Wendy Katherine Burn CBE FRCPsych (born 1958) is a Consultant in Old Age Psychiatry. She was President of the Royal College of Psychiatrists from 2017 to 2020.

Burn was born in Oxford.[1] She decided that she wanted to be a doctor at the age of two. Her parents were both doctors and her mother had been the first in her family to attend university.[2] Whilst at school she joined the St John Ambulance brigade and spent her weekends administering first aid.[1] Her grandfather was Joshua Harold Burn, a pharmacologist at the University of Oxford.[3] She studied medicine at Southampton Medical School and joined the university theatre group. She became interested in punk rock, partied every night and failed her first year of medicine.[3] She managed to turn her academic studies around, and passed the later years of her degree whilst acting as stage manager for the medical school revue at the Edinburgh Festival Fringe.[3] In her second year she started a project on people who self-harm, and was surprised by the attitudes of staff to members of her patient groups.[1] She eventually earned a medical degree and specialised in psychiatry.[1] Her first placement was with Guy Edwards at the Southampton Medical School.[3] She finished medical school in 1982 and completed house jobs in medicine and surgery. She worked at Lymington Hospital and Southampton General Hospital.[3] Her medical house job was with Charles George, a clinical pharmacologist who taught her about the importance of understanding the mechanism by which drugs work.[3] In 1983 she started a senior house officer post in the Royal South Hants Hospital and started to work in a Victorian asylum, Knowle Hospital. She unsuccessfully applied to the training programme in psychiatry at Southampton and eventually started a research position with Guy Edwards where she assessed patients on medical wards following self harm.[3] In 1985 she earned her Membership of the Royal College of Psychiatrists and started her career as a psychiatrist in Leeds. Her first post was at High Royds Hospital, where she worked under the supervision of Richard Mindham and John Wattis.[3]

## Goal of the exercise
In the passage on Wendy Burn, at what age did she decide she wanted to be a doctor?

Region pointing data:
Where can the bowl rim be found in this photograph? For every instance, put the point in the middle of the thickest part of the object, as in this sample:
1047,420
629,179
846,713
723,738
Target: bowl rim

...

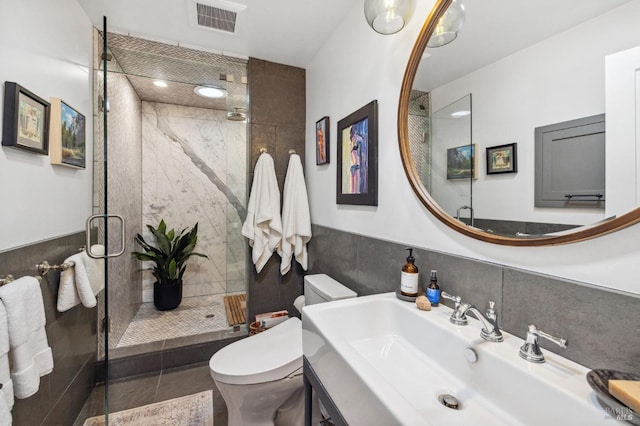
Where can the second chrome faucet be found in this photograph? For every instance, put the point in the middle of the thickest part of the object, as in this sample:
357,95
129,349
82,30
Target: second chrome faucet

---

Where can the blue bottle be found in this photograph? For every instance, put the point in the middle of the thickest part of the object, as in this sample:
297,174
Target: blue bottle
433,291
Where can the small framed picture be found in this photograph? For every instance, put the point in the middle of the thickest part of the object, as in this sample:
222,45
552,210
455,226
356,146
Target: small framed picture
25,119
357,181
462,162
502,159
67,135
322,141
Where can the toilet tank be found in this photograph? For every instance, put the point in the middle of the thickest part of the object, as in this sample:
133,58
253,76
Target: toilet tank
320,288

## Expected answer
At the age of two.